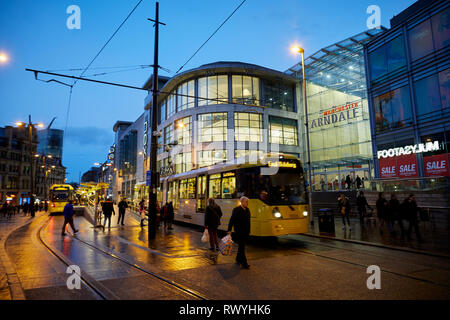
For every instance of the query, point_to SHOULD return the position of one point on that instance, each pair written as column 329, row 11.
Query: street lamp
column 30, row 127
column 297, row 49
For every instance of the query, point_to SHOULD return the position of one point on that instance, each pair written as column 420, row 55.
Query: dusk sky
column 33, row 33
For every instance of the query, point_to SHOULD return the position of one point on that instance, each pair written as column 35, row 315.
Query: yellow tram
column 59, row 196
column 274, row 185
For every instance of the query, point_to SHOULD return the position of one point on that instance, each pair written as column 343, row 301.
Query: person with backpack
column 344, row 207
column 123, row 205
column 213, row 214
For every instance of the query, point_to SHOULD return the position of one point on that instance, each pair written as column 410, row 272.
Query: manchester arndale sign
column 412, row 149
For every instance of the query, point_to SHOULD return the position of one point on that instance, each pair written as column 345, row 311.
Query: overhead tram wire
column 96, row 56
column 211, row 36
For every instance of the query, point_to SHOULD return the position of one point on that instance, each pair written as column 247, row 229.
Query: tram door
column 201, row 193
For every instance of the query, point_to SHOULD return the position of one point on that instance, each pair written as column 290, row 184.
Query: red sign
column 388, row 168
column 399, row 167
column 407, row 166
column 436, row 165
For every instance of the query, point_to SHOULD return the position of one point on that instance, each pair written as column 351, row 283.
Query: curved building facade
column 223, row 111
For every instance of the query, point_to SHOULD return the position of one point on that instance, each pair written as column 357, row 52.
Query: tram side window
column 191, row 188
column 183, row 191
column 229, row 186
column 215, row 186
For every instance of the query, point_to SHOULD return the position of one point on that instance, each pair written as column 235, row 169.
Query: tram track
column 94, row 286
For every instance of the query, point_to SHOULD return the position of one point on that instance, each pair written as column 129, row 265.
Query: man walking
column 123, row 205
column 240, row 220
column 68, row 218
column 108, row 210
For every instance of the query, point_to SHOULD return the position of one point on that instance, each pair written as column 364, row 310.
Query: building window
column 186, row 89
column 279, row 96
column 214, row 88
column 392, row 109
column 387, row 58
column 428, row 98
column 441, row 26
column 183, row 162
column 212, row 127
column 248, row 127
column 245, row 90
column 283, row 131
column 183, row 129
column 420, row 40
column 444, row 85
column 211, row 157
column 168, row 134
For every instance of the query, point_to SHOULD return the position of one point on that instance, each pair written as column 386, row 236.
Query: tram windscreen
column 287, row 187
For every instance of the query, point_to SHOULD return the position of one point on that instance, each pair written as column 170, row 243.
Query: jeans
column 70, row 222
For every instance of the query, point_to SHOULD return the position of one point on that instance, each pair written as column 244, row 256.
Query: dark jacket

-=-=-

(Your goal) In your answer, set down the full listing word for word and include no pictures.

(Answer to this task)
For every instance of the query, point_to SHOULD return the position of one point on that instance, each pair written as column 329, row 11.
Query: street lamp
column 30, row 127
column 297, row 49
For every instance of the query, point_to SHOULD return the position of one point on that instance, each pair written as column 420, row 55.
Query: dusk sky
column 33, row 33
For every instance of the query, point_to SHOULD return the position of one point on that instance, each pair written as column 35, row 315.
Query: yellow tram
column 59, row 196
column 274, row 185
For every instance of the query, point_to SHOULD return the position of one point on that instance, each pair written as column 343, row 301.
Query: person with backpack
column 344, row 207
column 123, row 205
column 213, row 214
For every instance of the query, point_to SHOULD return the position of one point on that instance, each pair written as column 410, row 272.
Query: manchester arndale sign
column 412, row 149
For every instance of the query, point_to SHOULD return the position of one point on that instance, each pair written as column 345, row 311.
Query: overhead tram wire
column 96, row 56
column 211, row 36
For every instance of the query, point_to SHOULD return the position of one point on that instance, each pair written as column 247, row 229.
Query: tram door
column 201, row 193
For every instance of the query, point_to SHOULD return the position of one point on that instance, each pair written as column 290, row 184.
Query: red sign
column 388, row 168
column 399, row 167
column 407, row 166
column 436, row 165
For every instance of the query, point_to SHOULD return the position of one point on that instance, each pair written as column 351, row 283.
Query: curved building facade
column 223, row 111
For every instance of the query, point_to SHOULD return the position of one point on that instance, each pair written as column 357, row 52.
Query: tram side window
column 191, row 188
column 183, row 191
column 229, row 186
column 215, row 186
For every instance of the query, point_to SHOULD return the position of one point on that instance, each pair written as column 235, row 169.
Query: tram track
column 94, row 286
For every instance of the query, point_to SHOULD return the position of one point on that instance, each pair written as column 129, row 265.
Query: man walking
column 123, row 205
column 240, row 220
column 68, row 218
column 108, row 210
For every instance of the query, point_to SHOULD return the position of one point on that instance, each pair written as column 364, row 310.
Query: building window
column 186, row 89
column 279, row 96
column 214, row 88
column 392, row 109
column 387, row 58
column 428, row 98
column 441, row 26
column 183, row 162
column 212, row 127
column 248, row 127
column 245, row 90
column 283, row 131
column 183, row 129
column 420, row 40
column 444, row 85
column 211, row 157
column 168, row 134
For every instance of the query, point_to SHOULD return the position of one point on that instance, each pair written as column 386, row 236.
Query: tram windscreen
column 287, row 187
For every instance of the query, point_to SHOULD return the position of one point on that instance, each pair written as column 170, row 243.
Query: jeans
column 70, row 222
For every instance of the query, point_to SHOULD return the position of one point on that instance, each pair written as column 244, row 256.
Query: dark jacket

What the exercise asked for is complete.